● JOB:
Count the lines in the records below that contain the string "yellow", treating uppercase and lowercase as different, and give only the number.

● LISTED RECORDS:
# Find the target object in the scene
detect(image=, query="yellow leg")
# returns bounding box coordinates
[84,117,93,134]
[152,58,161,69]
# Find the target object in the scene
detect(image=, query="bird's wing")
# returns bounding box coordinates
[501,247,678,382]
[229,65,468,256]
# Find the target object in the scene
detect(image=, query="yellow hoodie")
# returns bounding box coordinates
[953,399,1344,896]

--

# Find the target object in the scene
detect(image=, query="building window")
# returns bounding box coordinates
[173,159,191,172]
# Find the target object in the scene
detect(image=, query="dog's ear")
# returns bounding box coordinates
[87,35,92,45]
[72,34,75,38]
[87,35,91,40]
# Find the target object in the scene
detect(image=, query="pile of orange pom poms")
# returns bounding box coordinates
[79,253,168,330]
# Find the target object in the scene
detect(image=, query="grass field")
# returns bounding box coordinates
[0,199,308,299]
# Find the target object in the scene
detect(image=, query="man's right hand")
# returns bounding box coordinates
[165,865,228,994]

* * *

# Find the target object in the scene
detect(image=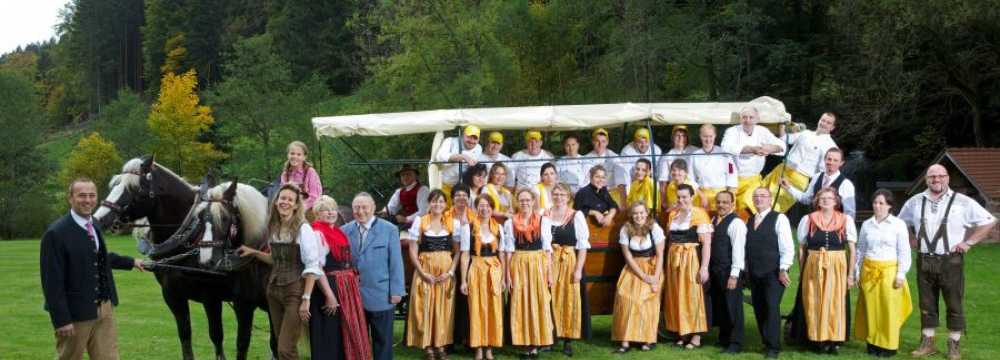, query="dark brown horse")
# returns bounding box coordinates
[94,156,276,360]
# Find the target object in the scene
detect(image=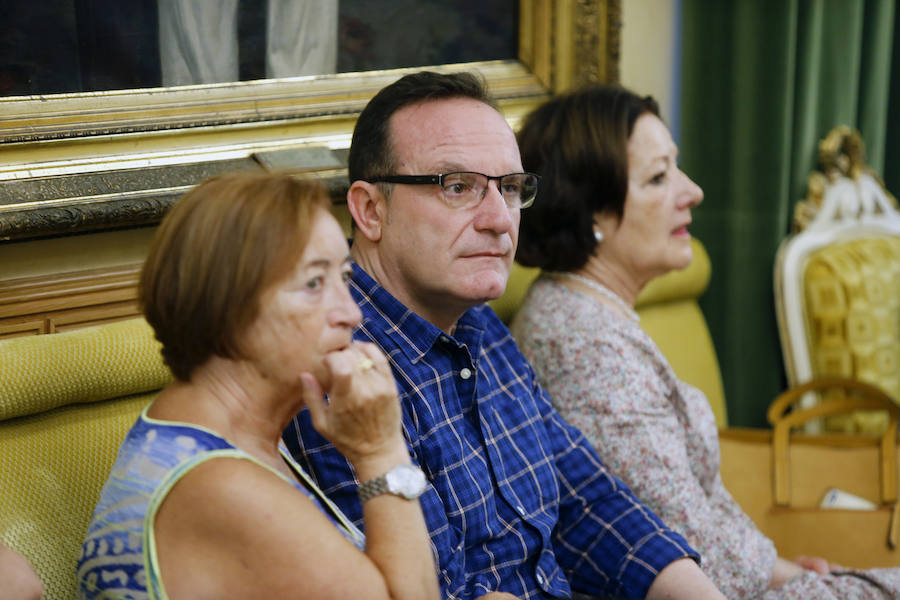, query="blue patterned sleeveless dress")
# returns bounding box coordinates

● COMPLETED EXERCISE:
2